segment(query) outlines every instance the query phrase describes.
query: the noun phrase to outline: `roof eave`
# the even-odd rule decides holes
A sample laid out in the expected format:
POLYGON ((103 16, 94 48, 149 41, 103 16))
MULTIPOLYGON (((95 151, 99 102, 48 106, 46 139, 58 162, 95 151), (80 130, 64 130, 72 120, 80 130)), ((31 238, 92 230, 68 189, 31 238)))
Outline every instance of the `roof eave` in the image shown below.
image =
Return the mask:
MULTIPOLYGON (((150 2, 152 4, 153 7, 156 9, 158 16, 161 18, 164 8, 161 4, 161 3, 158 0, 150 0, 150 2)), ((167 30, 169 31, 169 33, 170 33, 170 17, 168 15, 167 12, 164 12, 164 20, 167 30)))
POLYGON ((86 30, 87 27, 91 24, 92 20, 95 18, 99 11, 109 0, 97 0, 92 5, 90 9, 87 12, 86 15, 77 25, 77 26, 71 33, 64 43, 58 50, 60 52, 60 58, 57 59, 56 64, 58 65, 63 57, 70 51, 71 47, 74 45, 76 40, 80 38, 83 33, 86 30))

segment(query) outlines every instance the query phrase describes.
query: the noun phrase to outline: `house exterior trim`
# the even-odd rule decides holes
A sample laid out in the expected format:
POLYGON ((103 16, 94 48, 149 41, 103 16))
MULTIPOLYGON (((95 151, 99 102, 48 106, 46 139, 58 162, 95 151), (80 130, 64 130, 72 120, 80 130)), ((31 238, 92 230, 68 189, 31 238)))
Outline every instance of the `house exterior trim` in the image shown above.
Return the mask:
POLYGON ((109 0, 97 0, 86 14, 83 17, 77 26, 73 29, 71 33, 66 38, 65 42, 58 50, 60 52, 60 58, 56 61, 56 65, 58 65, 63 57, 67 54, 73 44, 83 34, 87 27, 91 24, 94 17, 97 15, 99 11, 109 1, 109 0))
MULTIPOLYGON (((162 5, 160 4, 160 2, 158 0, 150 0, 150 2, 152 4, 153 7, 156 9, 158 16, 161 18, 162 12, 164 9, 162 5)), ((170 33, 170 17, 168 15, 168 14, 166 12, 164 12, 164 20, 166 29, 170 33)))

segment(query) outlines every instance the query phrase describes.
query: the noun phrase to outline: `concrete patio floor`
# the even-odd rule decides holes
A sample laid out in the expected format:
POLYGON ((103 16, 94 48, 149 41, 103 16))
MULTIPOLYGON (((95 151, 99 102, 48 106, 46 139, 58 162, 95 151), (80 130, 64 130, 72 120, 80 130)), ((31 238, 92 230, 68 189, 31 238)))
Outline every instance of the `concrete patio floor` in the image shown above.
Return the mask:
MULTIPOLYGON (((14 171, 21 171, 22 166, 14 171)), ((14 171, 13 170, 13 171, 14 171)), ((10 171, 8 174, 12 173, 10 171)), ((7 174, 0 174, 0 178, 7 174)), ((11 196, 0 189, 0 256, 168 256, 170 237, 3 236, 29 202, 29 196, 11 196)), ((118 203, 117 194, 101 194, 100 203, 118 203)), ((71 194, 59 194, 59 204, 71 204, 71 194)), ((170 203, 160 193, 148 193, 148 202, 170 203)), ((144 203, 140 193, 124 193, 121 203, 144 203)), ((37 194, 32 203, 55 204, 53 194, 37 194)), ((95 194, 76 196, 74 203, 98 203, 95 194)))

→ WHAT YOU HAVE TO DO: Pick out every line in the material above that contains the word "trim", and copy each of those lines in full.

→ FINAL ANSWER:
query: the noun phrase to outline: `house exterior trim`
Outline every instance of the `house exterior trim` in the image shown above.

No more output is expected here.